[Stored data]
▶
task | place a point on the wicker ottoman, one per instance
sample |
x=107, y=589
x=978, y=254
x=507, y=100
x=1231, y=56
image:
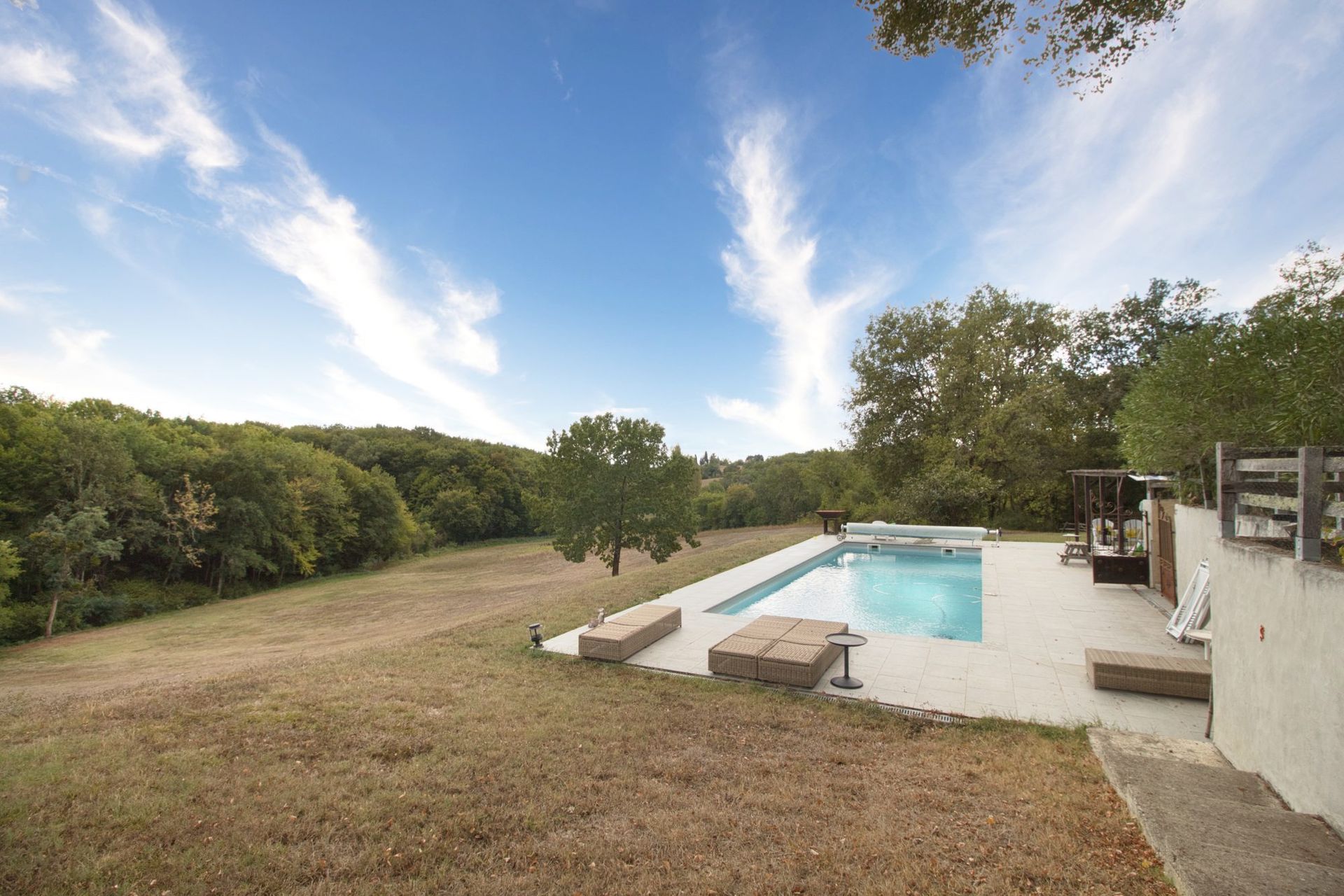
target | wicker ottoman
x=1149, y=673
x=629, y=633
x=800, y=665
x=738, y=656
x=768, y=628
◀
▶
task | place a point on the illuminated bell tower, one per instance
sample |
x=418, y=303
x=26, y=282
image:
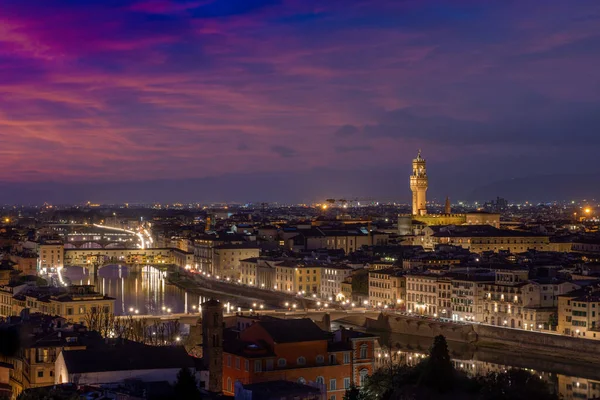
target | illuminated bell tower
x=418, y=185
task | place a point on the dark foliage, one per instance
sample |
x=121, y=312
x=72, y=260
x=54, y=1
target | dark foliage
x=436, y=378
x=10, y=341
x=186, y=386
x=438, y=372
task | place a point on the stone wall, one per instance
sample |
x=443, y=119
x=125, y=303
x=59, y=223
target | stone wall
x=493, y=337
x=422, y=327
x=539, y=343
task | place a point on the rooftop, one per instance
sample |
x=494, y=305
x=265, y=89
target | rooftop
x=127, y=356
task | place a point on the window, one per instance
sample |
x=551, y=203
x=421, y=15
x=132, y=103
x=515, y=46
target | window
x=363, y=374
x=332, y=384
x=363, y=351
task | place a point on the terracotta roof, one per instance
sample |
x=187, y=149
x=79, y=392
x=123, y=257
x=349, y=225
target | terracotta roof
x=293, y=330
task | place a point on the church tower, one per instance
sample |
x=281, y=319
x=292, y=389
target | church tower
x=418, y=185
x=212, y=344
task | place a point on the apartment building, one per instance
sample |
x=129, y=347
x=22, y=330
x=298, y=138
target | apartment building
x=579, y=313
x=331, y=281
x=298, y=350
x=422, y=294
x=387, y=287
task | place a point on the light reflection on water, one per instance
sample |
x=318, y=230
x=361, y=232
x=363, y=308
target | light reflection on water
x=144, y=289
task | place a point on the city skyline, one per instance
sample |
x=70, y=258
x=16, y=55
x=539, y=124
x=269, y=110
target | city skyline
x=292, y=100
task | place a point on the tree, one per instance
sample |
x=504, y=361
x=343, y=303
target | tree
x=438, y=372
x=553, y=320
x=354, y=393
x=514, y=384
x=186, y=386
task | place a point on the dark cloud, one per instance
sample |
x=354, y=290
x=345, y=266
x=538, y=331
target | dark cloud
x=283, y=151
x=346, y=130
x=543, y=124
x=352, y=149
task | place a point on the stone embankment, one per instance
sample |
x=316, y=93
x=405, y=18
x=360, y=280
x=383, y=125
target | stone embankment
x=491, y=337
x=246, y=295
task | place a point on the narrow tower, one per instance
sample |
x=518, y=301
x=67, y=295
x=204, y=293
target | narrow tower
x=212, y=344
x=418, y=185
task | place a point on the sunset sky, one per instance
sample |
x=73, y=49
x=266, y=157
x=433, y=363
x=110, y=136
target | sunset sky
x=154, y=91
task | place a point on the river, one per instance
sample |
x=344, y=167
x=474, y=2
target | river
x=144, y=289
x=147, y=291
◀
▶
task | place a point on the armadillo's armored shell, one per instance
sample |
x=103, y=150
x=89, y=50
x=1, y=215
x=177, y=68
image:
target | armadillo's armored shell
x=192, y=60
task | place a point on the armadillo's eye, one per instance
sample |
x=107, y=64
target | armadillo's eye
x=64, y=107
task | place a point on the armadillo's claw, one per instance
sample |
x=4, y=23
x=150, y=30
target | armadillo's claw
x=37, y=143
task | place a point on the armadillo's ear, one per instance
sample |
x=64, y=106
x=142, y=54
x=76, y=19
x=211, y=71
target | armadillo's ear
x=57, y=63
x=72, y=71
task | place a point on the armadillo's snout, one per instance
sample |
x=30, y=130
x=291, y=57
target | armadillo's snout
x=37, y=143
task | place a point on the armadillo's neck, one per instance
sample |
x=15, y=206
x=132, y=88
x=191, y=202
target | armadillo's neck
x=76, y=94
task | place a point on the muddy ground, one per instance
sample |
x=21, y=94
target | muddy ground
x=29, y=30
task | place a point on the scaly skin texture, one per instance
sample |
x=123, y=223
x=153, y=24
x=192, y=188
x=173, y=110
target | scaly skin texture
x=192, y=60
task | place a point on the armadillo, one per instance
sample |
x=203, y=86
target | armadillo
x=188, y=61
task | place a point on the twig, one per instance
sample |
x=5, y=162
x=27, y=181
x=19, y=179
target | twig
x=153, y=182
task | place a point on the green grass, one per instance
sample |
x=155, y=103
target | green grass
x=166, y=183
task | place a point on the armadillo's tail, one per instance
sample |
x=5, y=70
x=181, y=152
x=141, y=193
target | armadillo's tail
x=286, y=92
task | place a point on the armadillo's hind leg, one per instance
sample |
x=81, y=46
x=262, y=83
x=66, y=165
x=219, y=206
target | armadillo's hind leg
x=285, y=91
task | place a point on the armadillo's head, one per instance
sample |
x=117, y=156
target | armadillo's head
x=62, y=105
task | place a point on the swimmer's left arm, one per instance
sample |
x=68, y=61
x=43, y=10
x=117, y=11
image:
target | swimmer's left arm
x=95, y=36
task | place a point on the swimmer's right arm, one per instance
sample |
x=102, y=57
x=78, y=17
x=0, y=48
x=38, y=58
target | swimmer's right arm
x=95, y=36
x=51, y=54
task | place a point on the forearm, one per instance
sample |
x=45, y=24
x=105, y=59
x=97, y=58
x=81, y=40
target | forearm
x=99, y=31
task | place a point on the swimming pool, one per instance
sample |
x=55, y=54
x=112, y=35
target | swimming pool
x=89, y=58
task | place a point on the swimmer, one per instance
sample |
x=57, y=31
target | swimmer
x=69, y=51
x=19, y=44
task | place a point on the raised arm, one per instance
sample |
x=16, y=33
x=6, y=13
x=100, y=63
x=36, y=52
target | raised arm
◀
Instruction.
Replace "place a point on" with "mark" throughout the lines starting with the line that contains "task | place a point on the swimmer, one" and going on through the line that contains "target | raised arm". Keep everything else in those lines unchanged.

Output below.
task | mark the swimmer, one per instance
sample |
x=57, y=31
target | swimmer
x=69, y=51
x=19, y=44
task | mark the raised arm, one per instance
sample |
x=16, y=33
x=6, y=13
x=100, y=63
x=36, y=52
target | raised arm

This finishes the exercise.